§ **DOCUMENT EXCERPT**:

The Whitney Embedding Theorem

Reducing the Codimension by Generic Projection

We have developed manifolds as abstract objects, glued from charts with no reference to any surrounding space. Yet our pictures of them have always been of surfaces sitting in \(\mathbb{R}^3\), or curves in the plane — subsets of a Euclidean space. The first application of Sard's theorem justifies that habit completely: every smooth manifold can be realized as a submanifold of some \(\mathbb{R}^N\), and in fact of one whose dimension is controlled by the manifold's own. This is the Whitney embedding theorem, and the work of this page is to prove it.

The strategy has two movements. It is comparatively easy to embed a manifold into some Euclidean space of possibly enormous dimension, by patching together finitely or countably many charts. The substance of the theorem lies in driving that dimension back down to a controlled value. The engine for the descent is Sard's theorem in the form proved on the previous page: the image of a smooth map from a lower-dimensional domain is negligible, so almost every direction is safe to project along. We begin with the single step that removes one dimension, then iterate it.

Fix a manifold already sitting inside \(\mathbb{R}^N\) and a vector \(v\) whose last coordinate is nonzero; projecting along the line \(\mathbb{R}v\) onto the coordinate hyperplane \(\mathbb{R}^{N-1}\) of vectors with vanishing last coordinate lowers the ambient dimension by one. This projection can fail to be injective — if two points of the manifold differ by a multiple of \(v\), they collapse onto each other — and it can fail to be an immersion — if some tangent vector points along \(v\), it is killed. The next lemma shows that both failures are rare: as long as the ambient dimension is large enough relative to the manifold's dimension, almost every direction \(v\) avoids them.

Lemma (Generic Projections Reduce Codimension)

Suppose \(M \subseteq \mathbb{R}^N\) is a smooth \(n\)-dimensional submanifold without boundary. For a vector \(v \in \mathbb{R}^N \setminus \mathbb{R}^{N-1}\) — that is, with nonzero last coordinate — let \(\pi_v : \mathbb{R}^N \to \mathbb{R}^{N-1}\) denote the projection with kernel the line \(\mathbb{R}v\), identifying \(\mathbb{R}^{N-1}\) with the subspace of vectors whose last coordinate is zero. If \(N \gt 2n + 1\), then the set of vectors \(v\) for which \(\pi_v|_M\) is an injective immersion of \(M\) into \(\mathbb{R}^{N-1}\) is dense.

Proof.

We translate the two requirements on \(\pi_v\) into conditions on the direction \([v]\), and then show that the bad directions form a negligible set. For \(\pi_v|_M\) to be injective, it is necessary and sufficient that no two distinct points \(p, q \in M\) have \(p - q\) parallel to \(v\): if they did, they would project to the same point, and conversely. For \(\pi_v|_M\) to be an immersion, it is necessary and sufficient that no nonzero tangent vector of \(M\) be parallel to \(v\). Indeed, \(\pi_v\) is linear, so its differential at any point is \(\pi_v\) itself under the usual identification of the tangent space of \(\mathbb{R}^N\) with \(\mathbb{R}^N\); its kernel is \(\mathbb{R}v\), and the restriction to \(T_pM\) is injective exactly when \(T_pM\) meets \(\mathbb{R}v\) only at the origin.

§ **GIVEN INFORMATION**:
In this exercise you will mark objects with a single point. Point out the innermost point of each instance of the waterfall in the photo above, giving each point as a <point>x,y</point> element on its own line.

§ **REQUEST**:
In the Whitney embedding text, what inequality must N satisfy for the lemma to conclude that the directions giving an injective immersion into ℝ^(N−1) are dense? Please answer briefly.

§ **FINISHED TASK**:
N > 2n + 1